----- GIVEN RECORDS

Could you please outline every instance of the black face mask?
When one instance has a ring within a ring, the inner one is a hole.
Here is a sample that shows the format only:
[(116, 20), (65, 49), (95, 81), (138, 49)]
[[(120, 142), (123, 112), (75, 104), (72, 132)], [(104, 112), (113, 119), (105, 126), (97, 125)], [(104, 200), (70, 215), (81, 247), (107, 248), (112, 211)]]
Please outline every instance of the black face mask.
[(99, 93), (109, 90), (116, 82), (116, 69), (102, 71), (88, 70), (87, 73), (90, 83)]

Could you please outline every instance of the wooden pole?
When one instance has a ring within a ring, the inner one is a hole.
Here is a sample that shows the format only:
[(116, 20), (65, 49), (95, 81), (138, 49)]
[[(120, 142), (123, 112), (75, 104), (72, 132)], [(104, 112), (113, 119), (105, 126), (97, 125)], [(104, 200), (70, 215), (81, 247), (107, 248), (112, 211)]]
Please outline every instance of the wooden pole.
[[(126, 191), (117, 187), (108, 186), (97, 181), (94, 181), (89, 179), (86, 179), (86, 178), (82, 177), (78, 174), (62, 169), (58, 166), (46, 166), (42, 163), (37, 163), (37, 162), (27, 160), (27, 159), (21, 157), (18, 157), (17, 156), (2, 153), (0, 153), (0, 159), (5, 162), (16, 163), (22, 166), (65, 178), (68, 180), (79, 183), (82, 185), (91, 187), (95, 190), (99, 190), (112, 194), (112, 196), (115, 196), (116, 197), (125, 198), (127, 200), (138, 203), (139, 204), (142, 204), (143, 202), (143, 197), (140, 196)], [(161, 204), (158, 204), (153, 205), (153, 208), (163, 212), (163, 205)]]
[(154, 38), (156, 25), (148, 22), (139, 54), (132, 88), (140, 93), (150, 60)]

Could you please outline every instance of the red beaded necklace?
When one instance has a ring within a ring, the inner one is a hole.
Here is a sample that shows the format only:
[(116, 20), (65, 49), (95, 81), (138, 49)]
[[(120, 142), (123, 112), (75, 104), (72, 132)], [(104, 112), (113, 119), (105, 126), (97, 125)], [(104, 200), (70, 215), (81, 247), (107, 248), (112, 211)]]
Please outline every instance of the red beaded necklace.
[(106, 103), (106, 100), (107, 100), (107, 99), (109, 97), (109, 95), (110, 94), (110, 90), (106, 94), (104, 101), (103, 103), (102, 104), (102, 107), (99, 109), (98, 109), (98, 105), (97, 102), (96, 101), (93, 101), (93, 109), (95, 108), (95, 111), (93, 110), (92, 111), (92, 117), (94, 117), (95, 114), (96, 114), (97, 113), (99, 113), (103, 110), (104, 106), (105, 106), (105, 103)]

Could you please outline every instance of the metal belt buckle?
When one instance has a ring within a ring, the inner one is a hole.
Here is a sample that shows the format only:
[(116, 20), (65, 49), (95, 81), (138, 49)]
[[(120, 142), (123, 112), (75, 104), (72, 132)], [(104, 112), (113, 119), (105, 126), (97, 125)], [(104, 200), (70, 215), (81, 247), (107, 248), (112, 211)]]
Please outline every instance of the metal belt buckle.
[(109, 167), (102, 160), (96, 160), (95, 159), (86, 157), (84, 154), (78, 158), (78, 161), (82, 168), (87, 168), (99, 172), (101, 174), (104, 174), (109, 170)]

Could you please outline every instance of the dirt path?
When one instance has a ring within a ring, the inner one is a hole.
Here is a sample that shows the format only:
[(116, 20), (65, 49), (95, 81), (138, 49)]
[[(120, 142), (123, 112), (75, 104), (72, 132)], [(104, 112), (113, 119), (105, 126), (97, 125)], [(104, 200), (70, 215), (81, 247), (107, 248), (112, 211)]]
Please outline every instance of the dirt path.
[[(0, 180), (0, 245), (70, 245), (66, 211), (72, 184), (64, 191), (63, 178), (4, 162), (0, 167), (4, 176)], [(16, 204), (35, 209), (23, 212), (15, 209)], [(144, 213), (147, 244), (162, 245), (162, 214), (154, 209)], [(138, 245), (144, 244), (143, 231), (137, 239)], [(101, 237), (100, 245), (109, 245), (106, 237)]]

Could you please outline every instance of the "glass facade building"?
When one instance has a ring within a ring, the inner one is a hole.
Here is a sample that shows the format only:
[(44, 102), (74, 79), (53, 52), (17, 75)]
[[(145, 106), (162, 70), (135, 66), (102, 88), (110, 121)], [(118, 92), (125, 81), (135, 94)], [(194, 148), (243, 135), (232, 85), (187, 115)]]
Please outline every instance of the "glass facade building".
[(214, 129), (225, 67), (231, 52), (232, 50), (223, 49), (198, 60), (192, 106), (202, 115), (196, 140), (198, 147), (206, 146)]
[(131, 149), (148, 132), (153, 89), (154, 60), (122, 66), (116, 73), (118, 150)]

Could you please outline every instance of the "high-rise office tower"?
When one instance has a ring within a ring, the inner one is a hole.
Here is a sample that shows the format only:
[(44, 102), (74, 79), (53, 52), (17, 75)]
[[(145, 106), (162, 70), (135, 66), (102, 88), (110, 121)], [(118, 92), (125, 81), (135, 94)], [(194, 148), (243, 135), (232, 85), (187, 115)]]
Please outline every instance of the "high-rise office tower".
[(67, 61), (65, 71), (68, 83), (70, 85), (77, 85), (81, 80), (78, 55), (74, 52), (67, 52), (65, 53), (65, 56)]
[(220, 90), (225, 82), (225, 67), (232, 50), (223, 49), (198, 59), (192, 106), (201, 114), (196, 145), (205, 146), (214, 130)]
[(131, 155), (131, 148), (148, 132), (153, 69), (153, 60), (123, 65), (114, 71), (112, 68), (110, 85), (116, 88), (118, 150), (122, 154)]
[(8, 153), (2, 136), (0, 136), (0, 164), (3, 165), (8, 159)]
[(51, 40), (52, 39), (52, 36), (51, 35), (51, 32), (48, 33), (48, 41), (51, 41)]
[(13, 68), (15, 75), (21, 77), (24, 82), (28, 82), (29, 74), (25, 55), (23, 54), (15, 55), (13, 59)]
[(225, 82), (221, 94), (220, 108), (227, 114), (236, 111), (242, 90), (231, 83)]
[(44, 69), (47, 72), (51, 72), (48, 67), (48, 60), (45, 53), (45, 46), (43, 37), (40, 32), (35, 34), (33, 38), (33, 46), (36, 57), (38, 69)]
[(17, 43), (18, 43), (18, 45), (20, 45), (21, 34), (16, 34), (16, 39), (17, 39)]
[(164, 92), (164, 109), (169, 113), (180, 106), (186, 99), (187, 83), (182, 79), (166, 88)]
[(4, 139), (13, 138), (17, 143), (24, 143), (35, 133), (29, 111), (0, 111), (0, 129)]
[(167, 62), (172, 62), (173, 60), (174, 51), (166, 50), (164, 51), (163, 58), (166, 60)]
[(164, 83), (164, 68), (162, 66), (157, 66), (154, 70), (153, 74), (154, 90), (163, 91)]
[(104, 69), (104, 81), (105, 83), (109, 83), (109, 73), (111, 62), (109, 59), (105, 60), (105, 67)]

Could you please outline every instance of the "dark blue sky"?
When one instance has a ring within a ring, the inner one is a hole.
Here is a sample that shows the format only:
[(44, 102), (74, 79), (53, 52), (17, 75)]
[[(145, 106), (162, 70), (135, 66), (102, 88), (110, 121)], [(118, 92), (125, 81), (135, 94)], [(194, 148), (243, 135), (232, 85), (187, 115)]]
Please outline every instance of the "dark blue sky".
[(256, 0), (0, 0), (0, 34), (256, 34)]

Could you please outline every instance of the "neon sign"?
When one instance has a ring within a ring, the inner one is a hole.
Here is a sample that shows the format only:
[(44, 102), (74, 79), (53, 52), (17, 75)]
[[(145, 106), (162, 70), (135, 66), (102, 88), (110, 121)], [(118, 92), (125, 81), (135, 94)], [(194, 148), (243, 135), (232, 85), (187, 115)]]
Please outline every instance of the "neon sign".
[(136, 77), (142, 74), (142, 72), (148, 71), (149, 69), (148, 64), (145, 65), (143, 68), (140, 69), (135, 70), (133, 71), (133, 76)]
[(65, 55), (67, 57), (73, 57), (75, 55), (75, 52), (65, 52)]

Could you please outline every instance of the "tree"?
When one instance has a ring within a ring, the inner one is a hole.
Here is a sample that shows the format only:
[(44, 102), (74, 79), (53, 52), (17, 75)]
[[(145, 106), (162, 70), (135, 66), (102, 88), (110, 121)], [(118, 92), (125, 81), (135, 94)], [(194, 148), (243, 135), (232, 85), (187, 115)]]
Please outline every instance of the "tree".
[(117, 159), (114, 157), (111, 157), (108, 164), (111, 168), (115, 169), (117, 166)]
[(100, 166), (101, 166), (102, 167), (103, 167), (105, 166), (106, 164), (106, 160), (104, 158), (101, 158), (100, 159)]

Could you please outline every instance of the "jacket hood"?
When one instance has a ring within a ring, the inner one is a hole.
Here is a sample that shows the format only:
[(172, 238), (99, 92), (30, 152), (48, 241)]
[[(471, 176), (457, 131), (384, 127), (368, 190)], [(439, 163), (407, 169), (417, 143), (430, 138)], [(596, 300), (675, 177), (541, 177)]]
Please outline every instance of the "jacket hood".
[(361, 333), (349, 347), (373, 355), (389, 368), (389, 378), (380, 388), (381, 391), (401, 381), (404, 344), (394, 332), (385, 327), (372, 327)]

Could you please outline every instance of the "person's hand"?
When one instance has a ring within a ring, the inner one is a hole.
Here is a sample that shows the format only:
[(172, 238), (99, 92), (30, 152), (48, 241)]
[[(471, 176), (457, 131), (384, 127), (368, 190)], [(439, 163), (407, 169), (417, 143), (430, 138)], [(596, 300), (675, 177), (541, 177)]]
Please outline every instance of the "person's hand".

----------

• [DO THIS]: Which lines of the records above contain the string "face"? List each such line, and note that case counts.

• [FINISHED TASK]:
Could you please outline every instance of the black face mask?
Please outline every instance of the black face mask.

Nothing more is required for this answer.